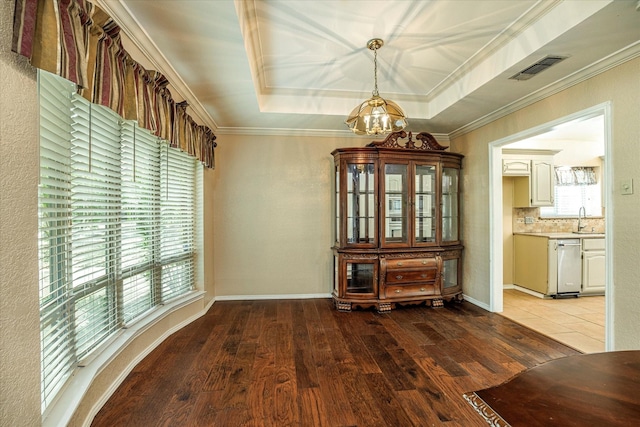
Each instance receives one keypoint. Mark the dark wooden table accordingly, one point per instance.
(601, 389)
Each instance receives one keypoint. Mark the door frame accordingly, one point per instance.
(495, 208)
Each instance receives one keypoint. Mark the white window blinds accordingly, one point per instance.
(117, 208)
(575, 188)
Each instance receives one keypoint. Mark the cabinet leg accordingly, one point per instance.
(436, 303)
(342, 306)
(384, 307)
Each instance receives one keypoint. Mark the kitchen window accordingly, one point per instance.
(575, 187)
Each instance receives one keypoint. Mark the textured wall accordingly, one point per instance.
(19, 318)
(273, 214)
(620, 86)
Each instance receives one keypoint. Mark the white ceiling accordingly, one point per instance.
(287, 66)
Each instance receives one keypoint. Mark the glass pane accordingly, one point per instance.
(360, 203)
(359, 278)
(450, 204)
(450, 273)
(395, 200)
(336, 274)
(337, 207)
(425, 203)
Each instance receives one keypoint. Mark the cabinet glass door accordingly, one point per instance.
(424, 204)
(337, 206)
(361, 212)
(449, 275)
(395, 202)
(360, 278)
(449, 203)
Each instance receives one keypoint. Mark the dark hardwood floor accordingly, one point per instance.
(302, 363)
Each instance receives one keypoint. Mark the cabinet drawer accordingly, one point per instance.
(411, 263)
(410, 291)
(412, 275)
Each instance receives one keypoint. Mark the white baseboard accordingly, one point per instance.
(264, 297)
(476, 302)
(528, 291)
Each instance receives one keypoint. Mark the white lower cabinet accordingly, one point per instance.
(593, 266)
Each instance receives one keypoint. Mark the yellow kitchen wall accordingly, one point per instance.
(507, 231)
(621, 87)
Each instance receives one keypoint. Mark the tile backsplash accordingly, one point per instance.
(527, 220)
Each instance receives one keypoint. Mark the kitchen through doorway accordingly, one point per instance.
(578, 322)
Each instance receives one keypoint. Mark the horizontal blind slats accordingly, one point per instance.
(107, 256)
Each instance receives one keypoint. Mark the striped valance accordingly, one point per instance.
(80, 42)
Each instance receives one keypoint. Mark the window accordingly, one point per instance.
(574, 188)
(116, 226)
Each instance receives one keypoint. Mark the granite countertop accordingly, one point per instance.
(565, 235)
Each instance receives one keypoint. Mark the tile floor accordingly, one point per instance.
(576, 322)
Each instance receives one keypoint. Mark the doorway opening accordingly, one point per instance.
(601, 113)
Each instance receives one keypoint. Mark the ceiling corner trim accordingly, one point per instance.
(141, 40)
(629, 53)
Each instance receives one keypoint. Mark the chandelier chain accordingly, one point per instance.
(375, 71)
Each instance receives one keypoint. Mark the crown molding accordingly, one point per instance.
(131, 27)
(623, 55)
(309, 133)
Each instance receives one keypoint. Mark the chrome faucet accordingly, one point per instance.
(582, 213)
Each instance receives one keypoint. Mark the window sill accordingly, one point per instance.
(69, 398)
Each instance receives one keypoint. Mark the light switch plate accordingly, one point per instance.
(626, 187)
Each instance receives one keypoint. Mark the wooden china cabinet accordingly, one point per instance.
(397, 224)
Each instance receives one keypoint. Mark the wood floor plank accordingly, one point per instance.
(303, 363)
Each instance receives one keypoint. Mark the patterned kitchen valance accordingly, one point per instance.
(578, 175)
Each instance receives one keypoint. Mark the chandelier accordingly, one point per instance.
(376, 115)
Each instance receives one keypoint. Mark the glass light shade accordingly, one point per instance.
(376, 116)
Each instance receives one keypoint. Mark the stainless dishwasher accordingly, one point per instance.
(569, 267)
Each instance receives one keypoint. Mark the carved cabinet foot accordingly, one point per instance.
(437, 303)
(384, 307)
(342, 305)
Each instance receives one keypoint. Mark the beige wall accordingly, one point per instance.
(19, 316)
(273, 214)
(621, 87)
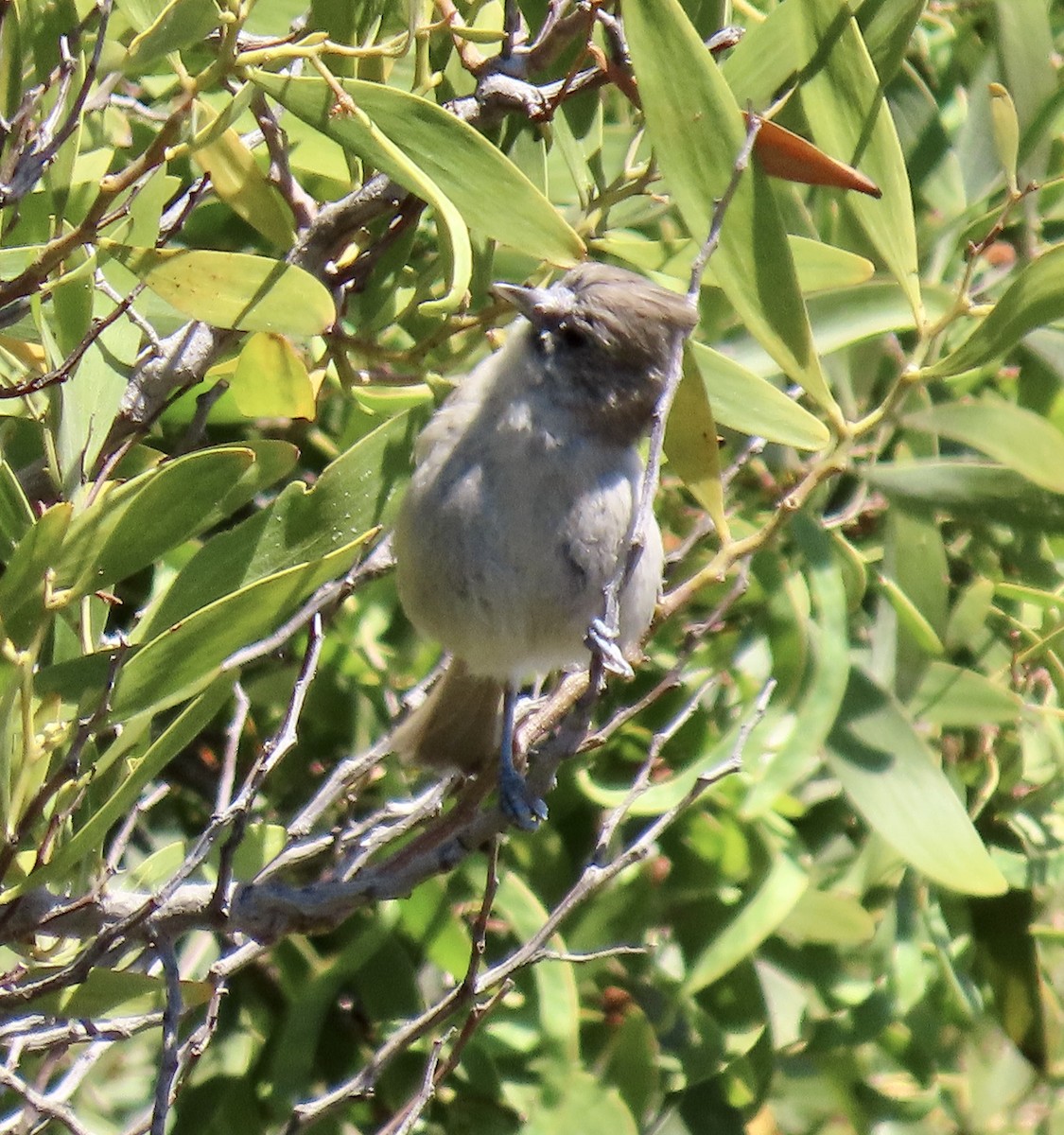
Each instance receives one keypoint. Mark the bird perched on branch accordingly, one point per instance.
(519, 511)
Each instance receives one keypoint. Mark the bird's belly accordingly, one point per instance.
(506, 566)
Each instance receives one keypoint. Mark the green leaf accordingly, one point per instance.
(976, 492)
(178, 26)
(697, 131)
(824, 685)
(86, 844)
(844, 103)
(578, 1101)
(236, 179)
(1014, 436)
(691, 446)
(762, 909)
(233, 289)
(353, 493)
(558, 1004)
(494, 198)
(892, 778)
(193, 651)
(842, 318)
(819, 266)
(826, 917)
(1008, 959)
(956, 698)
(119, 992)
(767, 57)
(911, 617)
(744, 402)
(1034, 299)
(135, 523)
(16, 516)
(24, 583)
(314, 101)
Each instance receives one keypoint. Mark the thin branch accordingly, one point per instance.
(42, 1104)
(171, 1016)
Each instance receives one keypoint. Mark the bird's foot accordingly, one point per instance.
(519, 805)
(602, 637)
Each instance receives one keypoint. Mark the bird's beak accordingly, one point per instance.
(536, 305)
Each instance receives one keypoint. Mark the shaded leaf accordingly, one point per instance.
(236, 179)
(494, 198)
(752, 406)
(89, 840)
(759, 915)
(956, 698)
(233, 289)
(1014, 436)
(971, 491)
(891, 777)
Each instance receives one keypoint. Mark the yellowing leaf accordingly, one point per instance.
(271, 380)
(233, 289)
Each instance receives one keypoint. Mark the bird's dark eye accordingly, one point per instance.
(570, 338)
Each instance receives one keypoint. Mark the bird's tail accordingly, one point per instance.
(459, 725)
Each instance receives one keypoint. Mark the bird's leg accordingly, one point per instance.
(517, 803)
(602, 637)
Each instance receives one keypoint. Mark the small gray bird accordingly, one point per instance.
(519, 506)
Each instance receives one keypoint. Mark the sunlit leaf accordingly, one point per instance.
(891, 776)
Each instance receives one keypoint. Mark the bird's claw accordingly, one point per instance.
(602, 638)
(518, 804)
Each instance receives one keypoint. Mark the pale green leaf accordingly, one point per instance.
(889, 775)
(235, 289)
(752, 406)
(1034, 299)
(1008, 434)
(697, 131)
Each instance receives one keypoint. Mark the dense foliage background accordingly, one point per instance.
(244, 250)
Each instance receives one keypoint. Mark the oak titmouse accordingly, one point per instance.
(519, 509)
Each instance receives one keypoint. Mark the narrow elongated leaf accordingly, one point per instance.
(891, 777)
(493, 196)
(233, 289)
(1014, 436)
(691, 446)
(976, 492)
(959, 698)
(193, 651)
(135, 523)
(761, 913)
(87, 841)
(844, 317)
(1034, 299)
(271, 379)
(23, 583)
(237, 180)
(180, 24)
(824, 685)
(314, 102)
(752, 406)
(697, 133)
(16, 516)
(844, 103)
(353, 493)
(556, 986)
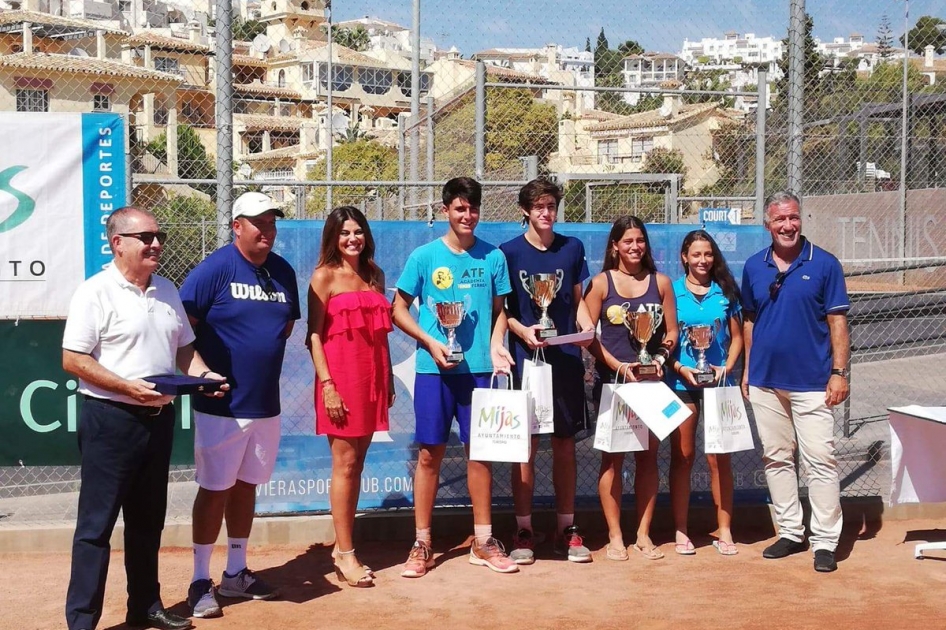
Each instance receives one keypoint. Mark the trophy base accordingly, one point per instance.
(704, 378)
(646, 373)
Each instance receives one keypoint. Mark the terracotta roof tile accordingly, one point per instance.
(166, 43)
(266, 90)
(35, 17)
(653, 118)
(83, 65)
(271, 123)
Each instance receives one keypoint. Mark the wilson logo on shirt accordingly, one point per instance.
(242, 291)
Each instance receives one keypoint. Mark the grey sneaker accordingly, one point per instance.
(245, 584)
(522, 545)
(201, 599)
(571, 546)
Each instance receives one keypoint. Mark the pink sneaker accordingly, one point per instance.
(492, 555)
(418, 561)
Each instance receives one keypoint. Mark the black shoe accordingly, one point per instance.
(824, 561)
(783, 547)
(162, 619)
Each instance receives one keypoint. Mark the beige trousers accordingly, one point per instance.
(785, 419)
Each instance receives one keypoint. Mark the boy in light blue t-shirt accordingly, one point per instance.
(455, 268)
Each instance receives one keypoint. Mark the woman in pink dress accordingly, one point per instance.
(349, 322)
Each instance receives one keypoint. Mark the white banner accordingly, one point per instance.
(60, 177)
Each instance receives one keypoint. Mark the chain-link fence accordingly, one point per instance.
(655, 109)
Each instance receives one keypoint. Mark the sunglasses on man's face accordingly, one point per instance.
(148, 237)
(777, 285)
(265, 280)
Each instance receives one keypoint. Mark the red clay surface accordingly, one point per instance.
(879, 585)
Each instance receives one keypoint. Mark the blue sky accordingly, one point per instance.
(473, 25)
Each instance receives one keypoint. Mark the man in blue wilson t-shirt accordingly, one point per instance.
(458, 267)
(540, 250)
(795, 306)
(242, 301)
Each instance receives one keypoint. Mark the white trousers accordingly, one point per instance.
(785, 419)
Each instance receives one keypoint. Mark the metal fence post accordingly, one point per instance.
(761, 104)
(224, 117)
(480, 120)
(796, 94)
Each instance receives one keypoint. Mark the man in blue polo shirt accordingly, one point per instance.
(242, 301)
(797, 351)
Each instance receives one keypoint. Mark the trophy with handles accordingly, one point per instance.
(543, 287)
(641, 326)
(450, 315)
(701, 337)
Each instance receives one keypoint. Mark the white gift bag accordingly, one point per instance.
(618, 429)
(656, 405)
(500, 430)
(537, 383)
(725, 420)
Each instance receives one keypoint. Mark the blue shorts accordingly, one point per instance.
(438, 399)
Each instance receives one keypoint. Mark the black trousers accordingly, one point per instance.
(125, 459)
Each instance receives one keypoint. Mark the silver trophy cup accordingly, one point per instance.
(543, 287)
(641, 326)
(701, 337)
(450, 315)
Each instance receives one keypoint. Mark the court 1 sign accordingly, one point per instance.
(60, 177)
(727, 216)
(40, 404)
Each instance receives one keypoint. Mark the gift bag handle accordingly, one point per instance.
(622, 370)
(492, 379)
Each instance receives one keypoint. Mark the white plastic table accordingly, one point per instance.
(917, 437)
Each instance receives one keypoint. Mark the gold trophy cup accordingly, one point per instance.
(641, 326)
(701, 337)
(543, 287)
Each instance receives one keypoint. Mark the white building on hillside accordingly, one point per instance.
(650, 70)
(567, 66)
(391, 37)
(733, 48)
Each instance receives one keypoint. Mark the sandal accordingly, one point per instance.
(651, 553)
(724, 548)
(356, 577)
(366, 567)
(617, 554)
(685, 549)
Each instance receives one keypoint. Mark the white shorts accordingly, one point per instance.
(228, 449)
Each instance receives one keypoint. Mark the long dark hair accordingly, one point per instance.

----

In the listing above, find the line with "Each instance receives one keypoint. Mark the gold" and set down that line and all after it exactly, through the final line.

Each instance receives one keypoint. Mark the gold trophy cup accordingly, one point per instance.
(641, 326)
(701, 337)
(543, 287)
Each instance receives one keypoint. Mark the white building on hillside accordingly, one point per instance.
(650, 70)
(567, 66)
(391, 37)
(733, 48)
Each instance receives one keypoint. Mark the sandal accordingly, one point per instance.
(651, 553)
(724, 548)
(356, 577)
(366, 567)
(617, 554)
(685, 549)
Each instance receives one keypoint. Mark the white shorts accordingly, one point per instance.
(228, 449)
Each instance receives one keypoint. Mark the long dark hair accordingly, one point per instance.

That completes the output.